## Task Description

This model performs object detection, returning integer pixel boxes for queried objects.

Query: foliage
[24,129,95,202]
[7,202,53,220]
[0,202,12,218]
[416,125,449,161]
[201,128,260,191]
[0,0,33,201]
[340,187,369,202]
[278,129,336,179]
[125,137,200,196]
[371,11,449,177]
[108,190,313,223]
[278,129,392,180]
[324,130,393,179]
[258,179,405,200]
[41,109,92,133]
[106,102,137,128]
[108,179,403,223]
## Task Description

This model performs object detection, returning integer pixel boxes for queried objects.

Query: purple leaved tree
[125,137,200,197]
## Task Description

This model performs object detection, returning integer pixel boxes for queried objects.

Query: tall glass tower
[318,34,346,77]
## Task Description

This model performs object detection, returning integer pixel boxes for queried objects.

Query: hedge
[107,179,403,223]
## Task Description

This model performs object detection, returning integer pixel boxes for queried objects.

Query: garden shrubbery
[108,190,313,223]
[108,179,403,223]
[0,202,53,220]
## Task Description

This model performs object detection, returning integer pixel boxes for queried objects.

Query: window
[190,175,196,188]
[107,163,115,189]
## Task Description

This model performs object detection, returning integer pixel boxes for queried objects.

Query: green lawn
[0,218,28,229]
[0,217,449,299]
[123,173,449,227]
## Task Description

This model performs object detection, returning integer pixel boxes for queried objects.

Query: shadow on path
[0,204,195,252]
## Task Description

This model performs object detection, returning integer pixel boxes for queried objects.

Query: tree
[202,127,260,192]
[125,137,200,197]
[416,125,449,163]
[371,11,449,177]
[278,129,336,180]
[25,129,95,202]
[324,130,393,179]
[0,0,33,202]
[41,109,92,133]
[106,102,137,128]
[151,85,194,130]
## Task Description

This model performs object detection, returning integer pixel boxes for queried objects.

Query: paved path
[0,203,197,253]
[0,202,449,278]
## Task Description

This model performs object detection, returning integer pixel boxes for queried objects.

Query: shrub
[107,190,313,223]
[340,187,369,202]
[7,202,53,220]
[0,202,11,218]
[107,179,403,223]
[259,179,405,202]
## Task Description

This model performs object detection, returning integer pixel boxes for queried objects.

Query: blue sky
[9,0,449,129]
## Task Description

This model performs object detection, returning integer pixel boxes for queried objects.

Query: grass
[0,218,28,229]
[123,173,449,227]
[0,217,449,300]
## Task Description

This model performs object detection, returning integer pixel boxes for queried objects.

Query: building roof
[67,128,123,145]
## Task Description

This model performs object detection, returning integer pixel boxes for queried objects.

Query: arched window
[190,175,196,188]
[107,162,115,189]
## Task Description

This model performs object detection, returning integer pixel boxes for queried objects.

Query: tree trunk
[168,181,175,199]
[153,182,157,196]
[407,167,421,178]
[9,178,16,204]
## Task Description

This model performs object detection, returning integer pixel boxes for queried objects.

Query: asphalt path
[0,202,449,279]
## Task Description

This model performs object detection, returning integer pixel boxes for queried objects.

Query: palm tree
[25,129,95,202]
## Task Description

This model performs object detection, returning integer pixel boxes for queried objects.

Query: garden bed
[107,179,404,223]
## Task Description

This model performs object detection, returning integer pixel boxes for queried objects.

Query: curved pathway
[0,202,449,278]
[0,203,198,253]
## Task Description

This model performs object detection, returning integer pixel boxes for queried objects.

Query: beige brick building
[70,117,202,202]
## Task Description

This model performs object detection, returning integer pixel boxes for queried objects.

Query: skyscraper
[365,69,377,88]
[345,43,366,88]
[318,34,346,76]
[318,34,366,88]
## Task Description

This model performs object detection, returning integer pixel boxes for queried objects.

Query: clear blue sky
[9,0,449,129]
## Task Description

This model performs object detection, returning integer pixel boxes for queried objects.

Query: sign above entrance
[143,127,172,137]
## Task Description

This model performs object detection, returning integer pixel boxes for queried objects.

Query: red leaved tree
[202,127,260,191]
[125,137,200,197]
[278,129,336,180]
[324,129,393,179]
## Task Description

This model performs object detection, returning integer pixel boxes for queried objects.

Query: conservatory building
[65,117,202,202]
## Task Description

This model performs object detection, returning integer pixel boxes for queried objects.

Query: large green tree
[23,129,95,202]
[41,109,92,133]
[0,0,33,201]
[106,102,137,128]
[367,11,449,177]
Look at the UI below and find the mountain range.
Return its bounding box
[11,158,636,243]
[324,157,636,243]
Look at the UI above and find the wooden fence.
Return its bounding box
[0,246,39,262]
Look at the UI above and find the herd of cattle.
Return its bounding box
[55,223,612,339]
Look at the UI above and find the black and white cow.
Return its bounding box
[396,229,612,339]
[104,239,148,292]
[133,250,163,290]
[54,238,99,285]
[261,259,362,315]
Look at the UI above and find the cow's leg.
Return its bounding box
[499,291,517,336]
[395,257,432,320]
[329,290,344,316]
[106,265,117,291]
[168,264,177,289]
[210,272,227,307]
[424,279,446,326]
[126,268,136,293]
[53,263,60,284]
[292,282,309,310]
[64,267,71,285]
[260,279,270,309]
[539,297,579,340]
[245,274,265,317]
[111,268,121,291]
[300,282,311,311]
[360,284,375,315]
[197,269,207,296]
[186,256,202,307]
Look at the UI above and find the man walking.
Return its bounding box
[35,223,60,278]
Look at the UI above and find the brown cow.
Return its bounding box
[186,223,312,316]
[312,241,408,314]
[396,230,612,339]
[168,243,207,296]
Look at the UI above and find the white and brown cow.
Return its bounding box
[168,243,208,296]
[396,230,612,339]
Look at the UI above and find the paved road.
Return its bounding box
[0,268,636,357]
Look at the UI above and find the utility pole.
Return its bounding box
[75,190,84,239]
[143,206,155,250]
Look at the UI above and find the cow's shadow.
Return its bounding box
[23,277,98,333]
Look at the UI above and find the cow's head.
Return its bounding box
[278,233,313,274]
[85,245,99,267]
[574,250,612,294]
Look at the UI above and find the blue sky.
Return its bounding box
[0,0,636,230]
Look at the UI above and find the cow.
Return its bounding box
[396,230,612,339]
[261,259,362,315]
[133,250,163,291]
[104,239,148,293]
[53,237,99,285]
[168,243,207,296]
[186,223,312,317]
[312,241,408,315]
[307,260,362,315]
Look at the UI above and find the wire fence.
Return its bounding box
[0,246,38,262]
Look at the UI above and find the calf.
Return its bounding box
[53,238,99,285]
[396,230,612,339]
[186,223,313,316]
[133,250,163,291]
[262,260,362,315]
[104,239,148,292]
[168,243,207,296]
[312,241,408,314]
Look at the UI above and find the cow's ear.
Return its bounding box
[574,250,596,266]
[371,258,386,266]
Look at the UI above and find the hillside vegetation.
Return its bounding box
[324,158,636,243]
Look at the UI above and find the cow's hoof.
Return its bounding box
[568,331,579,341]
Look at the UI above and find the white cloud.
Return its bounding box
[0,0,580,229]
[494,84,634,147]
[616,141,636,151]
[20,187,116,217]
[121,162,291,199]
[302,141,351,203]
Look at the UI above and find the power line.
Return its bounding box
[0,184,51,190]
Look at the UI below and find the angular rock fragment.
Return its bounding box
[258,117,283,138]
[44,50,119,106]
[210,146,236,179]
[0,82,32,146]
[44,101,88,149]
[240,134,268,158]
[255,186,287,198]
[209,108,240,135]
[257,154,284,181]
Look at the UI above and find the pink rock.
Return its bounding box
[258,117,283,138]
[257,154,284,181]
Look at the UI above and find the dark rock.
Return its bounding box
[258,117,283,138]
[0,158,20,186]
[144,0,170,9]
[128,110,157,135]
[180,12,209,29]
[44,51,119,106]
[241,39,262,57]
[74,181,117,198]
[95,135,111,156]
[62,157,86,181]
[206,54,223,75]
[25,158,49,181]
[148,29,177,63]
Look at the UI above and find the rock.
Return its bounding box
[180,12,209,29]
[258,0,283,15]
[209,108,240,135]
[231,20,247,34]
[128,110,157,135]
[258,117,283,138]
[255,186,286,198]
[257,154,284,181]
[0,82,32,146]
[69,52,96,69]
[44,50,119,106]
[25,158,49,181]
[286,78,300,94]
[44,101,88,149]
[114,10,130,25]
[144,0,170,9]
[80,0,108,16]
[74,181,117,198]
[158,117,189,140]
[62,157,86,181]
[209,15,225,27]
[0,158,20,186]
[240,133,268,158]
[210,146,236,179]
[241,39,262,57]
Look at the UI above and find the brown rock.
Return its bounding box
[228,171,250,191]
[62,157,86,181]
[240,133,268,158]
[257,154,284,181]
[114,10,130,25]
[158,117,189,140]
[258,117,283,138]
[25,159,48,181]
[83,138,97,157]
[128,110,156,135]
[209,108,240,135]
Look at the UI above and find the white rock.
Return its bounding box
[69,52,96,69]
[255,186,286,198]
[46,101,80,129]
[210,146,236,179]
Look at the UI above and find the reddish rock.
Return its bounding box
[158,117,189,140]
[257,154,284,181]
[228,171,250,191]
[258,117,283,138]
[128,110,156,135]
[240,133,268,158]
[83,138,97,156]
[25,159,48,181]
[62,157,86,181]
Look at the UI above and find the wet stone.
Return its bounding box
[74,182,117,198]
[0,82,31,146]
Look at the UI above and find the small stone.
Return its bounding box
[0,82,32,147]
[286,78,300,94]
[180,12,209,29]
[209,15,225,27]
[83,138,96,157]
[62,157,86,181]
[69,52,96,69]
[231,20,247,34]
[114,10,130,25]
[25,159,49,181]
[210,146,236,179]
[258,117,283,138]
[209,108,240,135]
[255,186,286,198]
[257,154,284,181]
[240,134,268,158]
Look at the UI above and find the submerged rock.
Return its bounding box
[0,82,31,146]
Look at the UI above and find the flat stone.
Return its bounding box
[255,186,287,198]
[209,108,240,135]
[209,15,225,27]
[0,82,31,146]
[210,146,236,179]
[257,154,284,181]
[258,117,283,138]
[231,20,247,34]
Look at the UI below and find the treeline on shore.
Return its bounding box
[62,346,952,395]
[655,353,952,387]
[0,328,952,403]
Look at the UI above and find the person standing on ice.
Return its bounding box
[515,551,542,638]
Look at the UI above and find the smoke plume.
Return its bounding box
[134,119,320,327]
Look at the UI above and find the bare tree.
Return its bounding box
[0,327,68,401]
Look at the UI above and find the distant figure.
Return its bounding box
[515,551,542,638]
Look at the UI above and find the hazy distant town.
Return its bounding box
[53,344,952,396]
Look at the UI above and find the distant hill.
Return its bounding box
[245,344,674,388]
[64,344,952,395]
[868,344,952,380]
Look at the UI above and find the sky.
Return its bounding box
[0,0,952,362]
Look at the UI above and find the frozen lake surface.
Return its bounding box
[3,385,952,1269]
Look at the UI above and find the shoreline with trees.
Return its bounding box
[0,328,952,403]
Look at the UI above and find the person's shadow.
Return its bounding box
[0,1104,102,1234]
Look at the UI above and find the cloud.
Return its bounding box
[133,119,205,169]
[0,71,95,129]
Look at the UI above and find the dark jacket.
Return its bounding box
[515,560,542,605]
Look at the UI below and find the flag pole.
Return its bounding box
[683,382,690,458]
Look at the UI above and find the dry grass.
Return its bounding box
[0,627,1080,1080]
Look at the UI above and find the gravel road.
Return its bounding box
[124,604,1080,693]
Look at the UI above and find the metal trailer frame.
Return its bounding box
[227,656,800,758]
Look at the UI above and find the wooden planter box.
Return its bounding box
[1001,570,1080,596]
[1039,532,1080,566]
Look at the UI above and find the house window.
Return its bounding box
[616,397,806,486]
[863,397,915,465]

REQUIRED WORK — Give the records above as a two-column CSV with columns request and boxes, one row per request. Cover only the records from the line with "Look at the UI above and find the flat stone." to the line with "[0,327,68,401]", both included, and put each request's text and its boxes in single quoted fields with line breaks replaced by spaces.

ANSWER TO THIS EXERCISE —
request,boxes
"Look at the UI above and find the flat stone. Return its bounding box","[255,186,287,198] [209,108,240,135] [209,15,225,27] [0,82,31,146] [210,146,236,179] [257,154,284,181] [258,117,283,138] [231,20,247,34]"
"Look at the UI below and find the treeline on shore. Return its bounding box","[62,346,952,395] [655,353,952,387] [0,328,952,403]"
"Look at the UI above and find the person standing on ice. Return its bounding box","[515,551,542,638]"
"Look at the UI above and find the smoke plume. Return its bounding box","[134,119,320,327]"
"Look at the UI above and find the bare tree. Return its bounding box","[0,327,68,401]"